--- Page text ---
Safe sanitation systems close the loop on poop

Human waste is a major threat to public health, but it's also a rich resource. These closed-loop systems are capturing that value while improving public health.
Written by Mary Catherine O'Connor, Contributing Writer

Today is the 10th annual World Toilet Day. Sponsored by the Singapore-based World Toilet Organization, the event is meant to build awareness about the risks that lack of sanitation present to the physical, emotional and psychological health of 2.6 billion people around the world.

Fortunately, poor sanitation is receiving an increasing amount of attention from NGOs, academics and other problem-solvers around the world. But there's time to waste, since lack of hygiene contributes to diarrheal diseases that claim the lives of 1.5 million poor children each year.

Earlier this year, The Gates Foundation awarded a total of $3 million to researchers at 8 universities as part of its Reinvent the Toilet competition. Unlike the innovations that are taking place with flush toilets, these grants are aimed at designing, developing and prototyping waterless, hygienic toilets that costs less than $0.05 per user per day.

The foundation also awarded a $4.8 million grant to the London School of Hygiene and Tropical Medicine (LSHTM) for a project called Sanitation Ventures. For it, researchers are developing ways to speed up the decomposition process in pit latrines. Organisms such as tiger worms, placed near the surface of the latrines, can effectively increase the speed of composting. Beneath that, in a filtration bed, liquid waste is further treated by aerobic bacteria. The end protect is a treated sewage material that can later be used as a fertilizer.
--- Provided data ---
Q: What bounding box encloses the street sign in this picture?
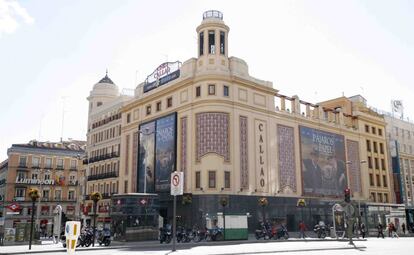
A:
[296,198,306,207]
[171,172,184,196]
---
--- Provided data ---
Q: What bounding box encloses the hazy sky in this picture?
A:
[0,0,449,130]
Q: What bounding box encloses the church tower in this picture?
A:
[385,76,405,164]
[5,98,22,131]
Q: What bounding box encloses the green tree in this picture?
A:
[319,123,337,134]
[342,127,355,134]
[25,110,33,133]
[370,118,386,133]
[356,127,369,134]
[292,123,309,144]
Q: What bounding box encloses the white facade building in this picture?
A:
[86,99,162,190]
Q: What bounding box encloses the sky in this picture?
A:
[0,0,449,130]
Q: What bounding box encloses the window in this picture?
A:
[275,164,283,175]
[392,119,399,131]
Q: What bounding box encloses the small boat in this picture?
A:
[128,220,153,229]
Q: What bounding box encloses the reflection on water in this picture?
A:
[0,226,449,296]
---
Work to be completed:
Pick up the sanitation article after its last sentence and keep writing it. The records have no connection to the sanitation article.

Result:
And if that sounds gross, well, get over it. Human-waste-based fertilizer has been used in many parts of the world for centuries. The key is to process it correctly -- at the right temperature and for enough time -- to ensure that all pathogens are eliminated.

In fact, aside from better public health, one of the major benefits of developing sanitation solutions for the developing world is creating an end product with value, such as fertilizer or biochar for energy.

The folks at PeePoo have been working on this, in a very low-tech way, for many years and a pilot program in Kenya is showing that it could create a viable business model through a closed-loop system that allows people living in poverty to collect their waste in compostable bags that are then turned into fertilizer.

In Haiti, where only 15 percent of those living in rural areas have access to sanitation systems, ecologist Sasha Kramer and engineer Sarah Brownell co-founded Sustainable Organic Integrated Livelihoods, or SOIL, in 2006. SOIL installs composting toilets that provide a means for Haitians living in poverty to use clean, safe lavatories - something that become even more vital following the 2010 earthquake.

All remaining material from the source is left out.